- [PAGE TEXT]:
^^^^^^^^^^^^^^^^
By Jessica Tamturk
While Istanbul's yali's (mansions) may be arguably the most sought after real estate in the world, their appeal - at least to Westerners - lies more in their history than as the symbol of wealth they project.
So enthralled was Lord Byron by the site of these mansions lining the Bosphorus that he immortalized them in his poetic epic Don Juan: “Each villa on the Bosphorus looks a screen/New painted, or a pretty opera scene.”
Since their construction in the late 17th century, the yali - the wooden mansions that line both sides of the natural, 30 kilometer long Bosphorus strait that marks the continental divide between Asia and Europe - once attested to Ottoman spoils. Princes, Sultans, aristocrats of the era, and even the unbelievingly wealthy all staked their claim along the waterway to erect these opulent summer abodes. Istanbul's few remaining yali's - pronounced yahlih, derived from the Greek yialos, or seashore - are a testament of the former empire's sweeping grandeur; its high society, politics and architecture, as well as the social standing they bestowed their owners.
These seasonal residences, once crafted in the popular style, art nouveau, baroque, eclectic arabesque, or the neoclassical style favored in the early 19th century - reflected their owners' tastes, and purses. Prominent European architects, such as Antonio Lasciac, who in 1899 designed and constructed Sait Halim Pasha's pink marble palace located on the upper European shore of the Bosphorus, were all the rage. But, perhaps the most renown of Ottoman art-nouveau designers was Raimondo d'Aronco, an Italian who served for 12 years as imperial architect to Sultan Abdulhamid II in the late 19th century. Inspired by the Viennese secessionist movement and the Italian stile floreale, d'Aronco melded these with Byzantine and Ottoman decorations to create the style unique of the era and the area.
The facades were traditionally tinged a light maroon, a color referred to as "Ottoman rose." Stained just so, as to pop against the backdrop of verdant hills splashed with the pink of cherry blossoms, the dark tones of reedy cypresses, and the plush green of chestnut and walnut trees. Later, the yali's exteriors adopted the lighter pastel shades that were all the rave in early 18th century Europe.
^^^^^^^^^^^^^^^^
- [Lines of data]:

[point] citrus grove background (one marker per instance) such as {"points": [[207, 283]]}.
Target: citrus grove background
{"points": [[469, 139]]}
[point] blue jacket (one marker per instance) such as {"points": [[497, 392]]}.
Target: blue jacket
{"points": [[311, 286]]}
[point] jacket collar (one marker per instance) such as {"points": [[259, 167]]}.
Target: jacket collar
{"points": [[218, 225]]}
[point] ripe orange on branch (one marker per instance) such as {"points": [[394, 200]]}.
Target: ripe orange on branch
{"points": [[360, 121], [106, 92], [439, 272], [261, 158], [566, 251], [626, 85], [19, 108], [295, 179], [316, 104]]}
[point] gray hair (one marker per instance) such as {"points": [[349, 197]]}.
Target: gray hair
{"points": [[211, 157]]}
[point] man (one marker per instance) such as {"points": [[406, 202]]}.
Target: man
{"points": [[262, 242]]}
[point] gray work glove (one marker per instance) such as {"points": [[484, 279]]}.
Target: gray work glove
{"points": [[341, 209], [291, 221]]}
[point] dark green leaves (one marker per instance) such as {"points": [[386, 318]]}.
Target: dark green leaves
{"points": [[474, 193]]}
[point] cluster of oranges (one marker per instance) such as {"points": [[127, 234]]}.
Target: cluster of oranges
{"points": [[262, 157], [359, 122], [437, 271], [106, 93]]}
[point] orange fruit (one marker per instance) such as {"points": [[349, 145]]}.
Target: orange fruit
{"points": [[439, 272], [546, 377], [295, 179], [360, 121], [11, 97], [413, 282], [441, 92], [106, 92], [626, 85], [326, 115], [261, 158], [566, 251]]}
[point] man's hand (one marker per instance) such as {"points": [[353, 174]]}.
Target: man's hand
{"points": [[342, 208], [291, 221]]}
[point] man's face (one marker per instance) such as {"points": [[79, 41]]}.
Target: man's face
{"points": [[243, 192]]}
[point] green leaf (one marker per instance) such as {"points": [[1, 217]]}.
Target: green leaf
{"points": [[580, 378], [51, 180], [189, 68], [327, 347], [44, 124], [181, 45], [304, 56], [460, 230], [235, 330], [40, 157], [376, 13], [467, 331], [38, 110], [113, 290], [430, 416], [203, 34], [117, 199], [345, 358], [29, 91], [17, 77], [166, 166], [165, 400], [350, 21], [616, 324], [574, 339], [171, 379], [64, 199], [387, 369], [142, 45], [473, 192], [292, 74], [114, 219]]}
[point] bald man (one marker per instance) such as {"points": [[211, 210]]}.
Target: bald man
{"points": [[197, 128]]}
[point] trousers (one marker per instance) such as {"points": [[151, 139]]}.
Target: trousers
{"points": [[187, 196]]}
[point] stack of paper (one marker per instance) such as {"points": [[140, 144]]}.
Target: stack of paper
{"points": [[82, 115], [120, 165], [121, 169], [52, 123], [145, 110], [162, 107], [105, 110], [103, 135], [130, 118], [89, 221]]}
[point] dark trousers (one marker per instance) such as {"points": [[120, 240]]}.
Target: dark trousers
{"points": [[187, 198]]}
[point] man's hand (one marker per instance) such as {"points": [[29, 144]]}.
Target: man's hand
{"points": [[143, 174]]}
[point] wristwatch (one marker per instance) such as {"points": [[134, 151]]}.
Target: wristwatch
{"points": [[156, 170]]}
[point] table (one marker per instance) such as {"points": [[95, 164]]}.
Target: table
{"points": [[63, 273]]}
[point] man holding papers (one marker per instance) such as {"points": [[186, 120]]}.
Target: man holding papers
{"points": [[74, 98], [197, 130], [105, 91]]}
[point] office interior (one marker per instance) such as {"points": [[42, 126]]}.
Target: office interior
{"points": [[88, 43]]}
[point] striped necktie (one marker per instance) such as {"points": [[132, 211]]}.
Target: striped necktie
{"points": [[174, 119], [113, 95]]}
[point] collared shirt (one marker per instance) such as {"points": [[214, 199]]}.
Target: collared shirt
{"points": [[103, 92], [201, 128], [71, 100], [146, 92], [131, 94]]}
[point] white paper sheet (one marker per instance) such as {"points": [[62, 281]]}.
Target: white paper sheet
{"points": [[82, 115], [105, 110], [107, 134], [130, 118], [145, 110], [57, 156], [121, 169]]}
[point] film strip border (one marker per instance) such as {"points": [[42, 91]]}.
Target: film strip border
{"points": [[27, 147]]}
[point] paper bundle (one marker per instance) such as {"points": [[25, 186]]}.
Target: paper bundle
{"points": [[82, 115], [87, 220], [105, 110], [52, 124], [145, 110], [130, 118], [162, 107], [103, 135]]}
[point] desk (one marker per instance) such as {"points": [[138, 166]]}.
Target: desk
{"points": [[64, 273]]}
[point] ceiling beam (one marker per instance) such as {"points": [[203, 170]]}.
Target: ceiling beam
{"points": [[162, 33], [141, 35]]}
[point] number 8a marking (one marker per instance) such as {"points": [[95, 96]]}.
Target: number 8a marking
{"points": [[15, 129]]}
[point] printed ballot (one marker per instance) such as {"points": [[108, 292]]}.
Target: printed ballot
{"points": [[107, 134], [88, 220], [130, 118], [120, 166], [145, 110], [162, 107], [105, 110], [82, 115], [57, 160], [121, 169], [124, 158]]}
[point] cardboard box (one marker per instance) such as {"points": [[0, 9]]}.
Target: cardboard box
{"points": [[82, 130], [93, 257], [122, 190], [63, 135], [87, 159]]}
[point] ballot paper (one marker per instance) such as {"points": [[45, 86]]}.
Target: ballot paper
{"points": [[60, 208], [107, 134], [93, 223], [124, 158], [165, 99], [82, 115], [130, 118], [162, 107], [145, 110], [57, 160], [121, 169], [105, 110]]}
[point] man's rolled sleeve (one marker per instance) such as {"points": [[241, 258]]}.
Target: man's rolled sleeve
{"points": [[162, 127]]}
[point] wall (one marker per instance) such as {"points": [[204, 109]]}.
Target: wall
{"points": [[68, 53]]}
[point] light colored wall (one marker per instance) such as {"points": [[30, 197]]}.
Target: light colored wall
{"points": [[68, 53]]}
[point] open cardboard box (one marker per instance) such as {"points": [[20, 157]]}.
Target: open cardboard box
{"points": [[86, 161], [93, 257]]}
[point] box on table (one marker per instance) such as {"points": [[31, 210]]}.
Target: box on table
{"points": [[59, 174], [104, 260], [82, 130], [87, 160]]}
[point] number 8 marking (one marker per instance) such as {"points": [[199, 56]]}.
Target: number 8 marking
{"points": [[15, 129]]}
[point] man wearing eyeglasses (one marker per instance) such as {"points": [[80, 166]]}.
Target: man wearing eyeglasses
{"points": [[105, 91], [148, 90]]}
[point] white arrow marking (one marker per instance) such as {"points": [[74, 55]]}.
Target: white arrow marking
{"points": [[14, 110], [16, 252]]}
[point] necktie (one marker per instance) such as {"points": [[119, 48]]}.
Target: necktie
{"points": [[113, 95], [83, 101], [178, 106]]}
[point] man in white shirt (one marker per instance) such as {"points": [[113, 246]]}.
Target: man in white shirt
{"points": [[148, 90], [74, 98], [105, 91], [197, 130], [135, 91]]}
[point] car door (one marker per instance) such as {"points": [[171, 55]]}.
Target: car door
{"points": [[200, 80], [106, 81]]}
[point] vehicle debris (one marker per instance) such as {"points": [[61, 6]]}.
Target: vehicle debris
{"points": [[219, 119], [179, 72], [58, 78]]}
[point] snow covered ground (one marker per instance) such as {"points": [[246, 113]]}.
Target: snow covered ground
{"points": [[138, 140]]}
^^^^^^^^^^^^^^^^
- [EXERCISES]:
- 1) In the piece on Istanbul's yalis, write out everything from "The facades were" down to "18th century Europe.", swapping "maroon" for "crimson".
- 2) According to the piece on Istanbul's yalis, for how many years did Raimondo d'Aronco serve as imperial architect to Sultan Abdulhamid II?

- [ANSWERS TO THE PROBLEMS]:
- 1)
The facades were traditionally tinged a light crimson, a color referred to as "Ottoman rose." Stained just so, as to pop against the backdrop of verdant hills splashed with the pink of cherry blossoms, the dark tones of reedy cypresses, and the plush green of chestnut and walnut trees. Later, the yali's exteriors adopted the lighter pastel shades that were all the rave in early 18th century Europe.

- 2) 12 years